··· Material for this exercise

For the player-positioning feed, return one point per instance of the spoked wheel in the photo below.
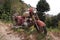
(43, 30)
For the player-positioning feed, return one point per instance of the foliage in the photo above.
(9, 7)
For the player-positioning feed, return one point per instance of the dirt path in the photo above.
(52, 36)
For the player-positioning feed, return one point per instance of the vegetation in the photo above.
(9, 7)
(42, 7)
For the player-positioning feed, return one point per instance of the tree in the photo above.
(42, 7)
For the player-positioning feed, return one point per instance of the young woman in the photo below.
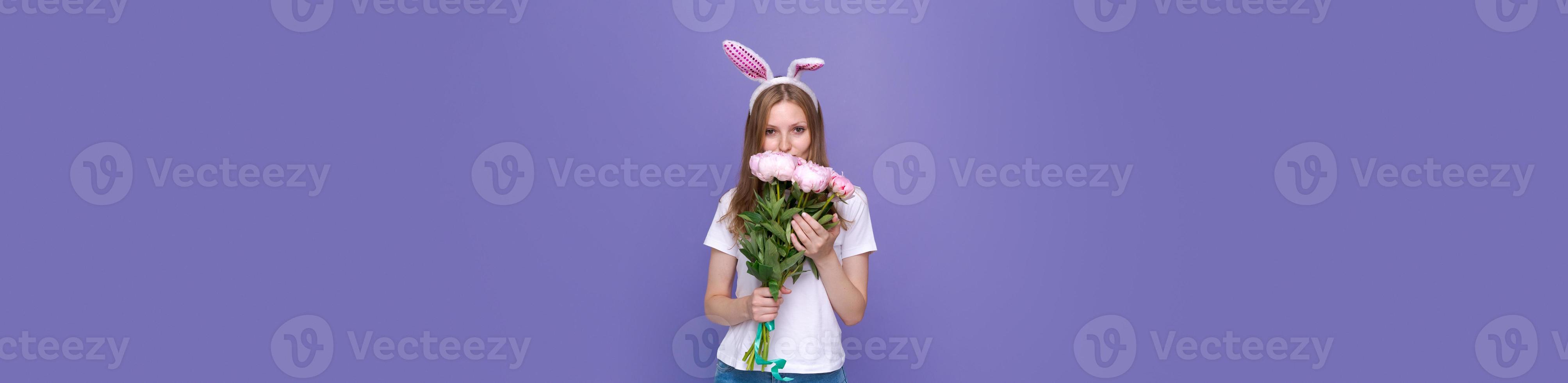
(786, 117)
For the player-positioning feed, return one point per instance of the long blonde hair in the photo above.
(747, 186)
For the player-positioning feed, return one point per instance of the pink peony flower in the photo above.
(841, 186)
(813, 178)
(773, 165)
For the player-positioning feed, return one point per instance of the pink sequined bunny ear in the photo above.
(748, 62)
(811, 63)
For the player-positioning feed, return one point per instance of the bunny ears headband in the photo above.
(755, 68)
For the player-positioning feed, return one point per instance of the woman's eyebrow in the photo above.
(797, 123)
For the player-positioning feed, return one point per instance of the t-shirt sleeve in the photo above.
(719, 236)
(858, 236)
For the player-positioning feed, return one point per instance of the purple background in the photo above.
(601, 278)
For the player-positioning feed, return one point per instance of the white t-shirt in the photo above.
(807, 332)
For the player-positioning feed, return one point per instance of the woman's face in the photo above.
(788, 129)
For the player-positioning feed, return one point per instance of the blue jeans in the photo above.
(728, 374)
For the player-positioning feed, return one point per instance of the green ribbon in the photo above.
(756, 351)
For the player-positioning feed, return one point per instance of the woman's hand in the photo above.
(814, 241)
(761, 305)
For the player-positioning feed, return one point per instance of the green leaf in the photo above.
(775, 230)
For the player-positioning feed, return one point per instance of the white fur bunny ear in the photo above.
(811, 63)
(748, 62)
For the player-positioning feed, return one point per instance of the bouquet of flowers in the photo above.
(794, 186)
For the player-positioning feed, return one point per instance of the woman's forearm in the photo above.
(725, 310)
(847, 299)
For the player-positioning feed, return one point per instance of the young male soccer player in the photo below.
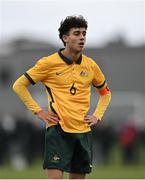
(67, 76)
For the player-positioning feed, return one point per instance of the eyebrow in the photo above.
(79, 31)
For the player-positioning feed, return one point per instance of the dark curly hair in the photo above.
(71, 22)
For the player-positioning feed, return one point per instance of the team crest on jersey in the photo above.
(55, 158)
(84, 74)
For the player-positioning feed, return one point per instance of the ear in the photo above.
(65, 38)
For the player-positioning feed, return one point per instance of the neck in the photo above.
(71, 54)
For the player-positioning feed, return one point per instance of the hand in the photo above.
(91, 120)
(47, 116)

······
··· Material for this exercise

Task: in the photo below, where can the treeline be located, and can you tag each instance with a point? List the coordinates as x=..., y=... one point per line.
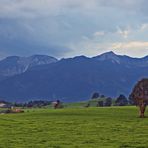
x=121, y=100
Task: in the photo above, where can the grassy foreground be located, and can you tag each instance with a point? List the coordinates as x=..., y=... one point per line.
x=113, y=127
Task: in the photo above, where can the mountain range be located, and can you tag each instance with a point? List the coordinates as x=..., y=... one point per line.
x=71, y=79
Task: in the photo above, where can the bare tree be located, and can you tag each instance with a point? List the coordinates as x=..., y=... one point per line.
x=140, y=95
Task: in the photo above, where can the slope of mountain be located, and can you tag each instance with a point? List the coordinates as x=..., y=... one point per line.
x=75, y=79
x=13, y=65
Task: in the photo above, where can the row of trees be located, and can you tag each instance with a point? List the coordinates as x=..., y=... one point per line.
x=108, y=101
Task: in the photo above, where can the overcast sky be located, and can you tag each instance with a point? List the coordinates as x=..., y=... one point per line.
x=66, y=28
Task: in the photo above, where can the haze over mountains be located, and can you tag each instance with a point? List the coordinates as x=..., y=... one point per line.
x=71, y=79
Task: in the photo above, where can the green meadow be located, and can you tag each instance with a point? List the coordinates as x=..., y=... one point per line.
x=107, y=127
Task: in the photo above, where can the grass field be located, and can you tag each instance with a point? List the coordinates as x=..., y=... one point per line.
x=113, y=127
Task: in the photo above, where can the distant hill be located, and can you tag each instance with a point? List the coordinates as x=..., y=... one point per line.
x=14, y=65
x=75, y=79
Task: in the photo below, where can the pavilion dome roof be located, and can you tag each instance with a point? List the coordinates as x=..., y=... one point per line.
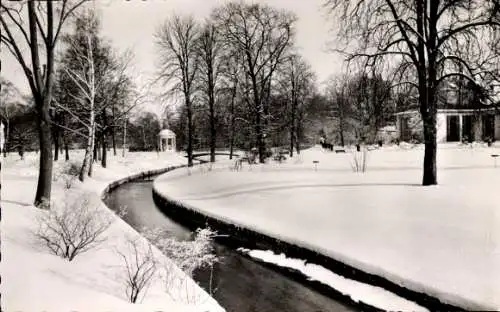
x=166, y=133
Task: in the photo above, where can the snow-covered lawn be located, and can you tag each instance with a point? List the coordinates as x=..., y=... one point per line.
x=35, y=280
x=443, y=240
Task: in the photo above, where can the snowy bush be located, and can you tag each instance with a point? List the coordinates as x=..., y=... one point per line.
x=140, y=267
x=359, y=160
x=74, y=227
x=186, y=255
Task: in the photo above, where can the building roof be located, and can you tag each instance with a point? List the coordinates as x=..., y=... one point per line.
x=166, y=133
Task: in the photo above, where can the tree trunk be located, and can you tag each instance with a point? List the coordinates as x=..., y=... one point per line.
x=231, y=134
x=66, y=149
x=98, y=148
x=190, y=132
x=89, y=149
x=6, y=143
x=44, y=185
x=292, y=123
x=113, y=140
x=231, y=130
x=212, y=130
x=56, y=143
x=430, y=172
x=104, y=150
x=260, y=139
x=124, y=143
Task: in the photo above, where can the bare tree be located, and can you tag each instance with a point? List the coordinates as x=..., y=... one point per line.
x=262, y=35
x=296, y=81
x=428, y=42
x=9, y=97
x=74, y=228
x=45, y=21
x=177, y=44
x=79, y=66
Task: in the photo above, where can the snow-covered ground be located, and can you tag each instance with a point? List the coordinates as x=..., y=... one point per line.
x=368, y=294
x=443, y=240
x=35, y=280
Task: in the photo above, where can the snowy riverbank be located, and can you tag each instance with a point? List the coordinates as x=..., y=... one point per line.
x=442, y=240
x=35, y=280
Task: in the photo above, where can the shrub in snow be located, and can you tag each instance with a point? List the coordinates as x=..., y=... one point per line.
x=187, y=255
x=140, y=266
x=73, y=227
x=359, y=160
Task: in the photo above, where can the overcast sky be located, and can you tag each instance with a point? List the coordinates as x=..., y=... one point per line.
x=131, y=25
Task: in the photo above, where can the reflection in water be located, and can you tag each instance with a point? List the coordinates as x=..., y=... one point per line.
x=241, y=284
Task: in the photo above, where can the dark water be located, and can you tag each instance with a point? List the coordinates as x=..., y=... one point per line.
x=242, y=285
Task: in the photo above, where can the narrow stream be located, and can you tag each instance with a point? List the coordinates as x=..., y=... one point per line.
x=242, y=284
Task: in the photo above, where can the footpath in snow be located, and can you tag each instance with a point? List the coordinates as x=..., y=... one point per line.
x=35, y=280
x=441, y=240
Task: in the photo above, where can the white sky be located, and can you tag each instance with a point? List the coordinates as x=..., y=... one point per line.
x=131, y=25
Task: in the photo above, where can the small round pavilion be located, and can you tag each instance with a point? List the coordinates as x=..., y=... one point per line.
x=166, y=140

······
··· Material for this exercise

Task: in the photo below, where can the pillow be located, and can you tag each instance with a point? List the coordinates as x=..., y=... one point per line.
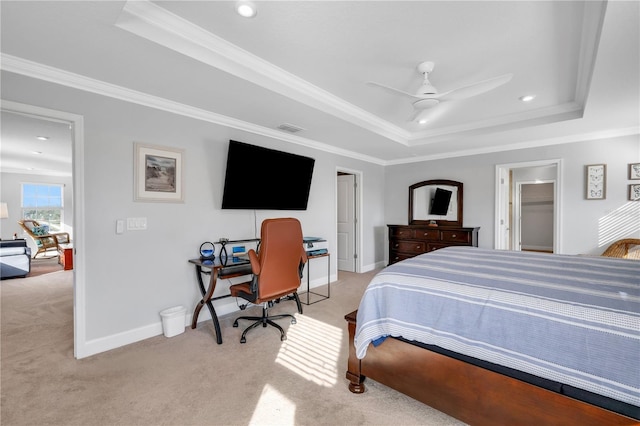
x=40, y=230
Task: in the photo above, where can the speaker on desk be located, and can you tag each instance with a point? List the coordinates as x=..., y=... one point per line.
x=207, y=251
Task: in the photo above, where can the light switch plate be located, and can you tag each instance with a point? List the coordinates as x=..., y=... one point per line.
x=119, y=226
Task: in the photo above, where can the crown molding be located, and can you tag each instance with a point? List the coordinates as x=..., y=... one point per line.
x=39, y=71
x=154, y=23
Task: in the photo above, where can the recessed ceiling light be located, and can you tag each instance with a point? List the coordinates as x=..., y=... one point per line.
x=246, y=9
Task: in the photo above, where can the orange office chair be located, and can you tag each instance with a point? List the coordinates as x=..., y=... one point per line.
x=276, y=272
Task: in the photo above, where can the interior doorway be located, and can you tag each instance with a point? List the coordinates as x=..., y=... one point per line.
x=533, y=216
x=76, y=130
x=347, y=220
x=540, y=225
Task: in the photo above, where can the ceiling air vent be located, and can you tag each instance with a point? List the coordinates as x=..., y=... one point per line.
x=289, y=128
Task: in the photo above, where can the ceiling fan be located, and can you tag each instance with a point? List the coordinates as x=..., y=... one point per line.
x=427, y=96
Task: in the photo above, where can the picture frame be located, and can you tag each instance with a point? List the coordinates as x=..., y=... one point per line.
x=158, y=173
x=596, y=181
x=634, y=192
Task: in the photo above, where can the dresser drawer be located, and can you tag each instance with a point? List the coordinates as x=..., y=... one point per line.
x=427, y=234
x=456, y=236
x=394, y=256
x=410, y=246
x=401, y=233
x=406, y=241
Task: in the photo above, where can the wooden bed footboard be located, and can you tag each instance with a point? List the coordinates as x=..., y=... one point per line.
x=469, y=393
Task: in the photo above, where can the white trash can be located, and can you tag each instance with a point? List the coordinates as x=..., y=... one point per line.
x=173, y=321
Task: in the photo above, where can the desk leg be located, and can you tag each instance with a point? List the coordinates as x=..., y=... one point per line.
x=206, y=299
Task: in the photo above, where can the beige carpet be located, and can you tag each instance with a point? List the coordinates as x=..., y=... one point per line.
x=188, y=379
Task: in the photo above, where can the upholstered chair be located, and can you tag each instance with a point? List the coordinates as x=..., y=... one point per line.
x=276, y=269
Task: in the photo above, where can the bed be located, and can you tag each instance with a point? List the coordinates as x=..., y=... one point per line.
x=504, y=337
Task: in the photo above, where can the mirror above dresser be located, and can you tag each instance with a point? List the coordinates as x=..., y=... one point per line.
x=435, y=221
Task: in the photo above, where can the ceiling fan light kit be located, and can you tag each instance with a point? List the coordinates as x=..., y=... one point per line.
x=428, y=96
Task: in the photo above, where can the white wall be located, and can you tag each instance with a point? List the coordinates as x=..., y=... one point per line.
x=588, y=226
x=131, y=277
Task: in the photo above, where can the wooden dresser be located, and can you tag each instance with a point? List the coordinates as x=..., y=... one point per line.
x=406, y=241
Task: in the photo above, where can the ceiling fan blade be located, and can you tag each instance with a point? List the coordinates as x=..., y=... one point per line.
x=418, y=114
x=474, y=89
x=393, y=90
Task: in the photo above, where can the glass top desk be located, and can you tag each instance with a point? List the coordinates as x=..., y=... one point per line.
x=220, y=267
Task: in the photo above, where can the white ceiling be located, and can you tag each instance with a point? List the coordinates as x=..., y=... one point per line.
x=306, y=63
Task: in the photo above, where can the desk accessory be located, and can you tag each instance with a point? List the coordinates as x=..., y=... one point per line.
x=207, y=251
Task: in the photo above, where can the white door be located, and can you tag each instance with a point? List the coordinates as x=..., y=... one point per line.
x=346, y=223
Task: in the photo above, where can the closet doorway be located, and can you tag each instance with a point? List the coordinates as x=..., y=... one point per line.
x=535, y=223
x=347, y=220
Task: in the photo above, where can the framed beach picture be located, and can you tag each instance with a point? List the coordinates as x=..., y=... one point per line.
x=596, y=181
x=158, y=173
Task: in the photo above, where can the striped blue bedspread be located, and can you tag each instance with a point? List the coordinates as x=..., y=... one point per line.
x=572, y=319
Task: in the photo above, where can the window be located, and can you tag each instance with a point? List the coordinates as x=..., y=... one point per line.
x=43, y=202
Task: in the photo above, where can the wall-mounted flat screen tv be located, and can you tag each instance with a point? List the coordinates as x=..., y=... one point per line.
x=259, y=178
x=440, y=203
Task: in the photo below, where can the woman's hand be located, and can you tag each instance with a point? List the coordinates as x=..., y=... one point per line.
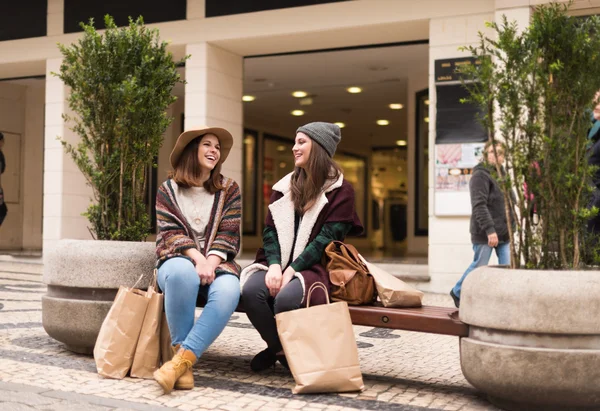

······

**What this task involves**: Revise the lines starting at the one containing "Task: in the photo above, where can the reflection" and ending at the one containing "x=242, y=284", changing "tag" to "mark" and leaving everything else as it is. Return only those lines.

**Answer to this exercise**:
Task: in the photo above, where can the reflection in water be located, and can you mark each instance with a point? List the coordinates as x=..., y=... one point per line.
x=241, y=284
Task: in the photo above, where can the dark water be located, and can you mark each instance with a point? List the coordinates as x=..., y=... one point per line.
x=242, y=285
Task: in the photo above, where can the narrow stream be located, and can you mark each instance with a point? List the coordinates as x=..., y=... one point per line.
x=242, y=284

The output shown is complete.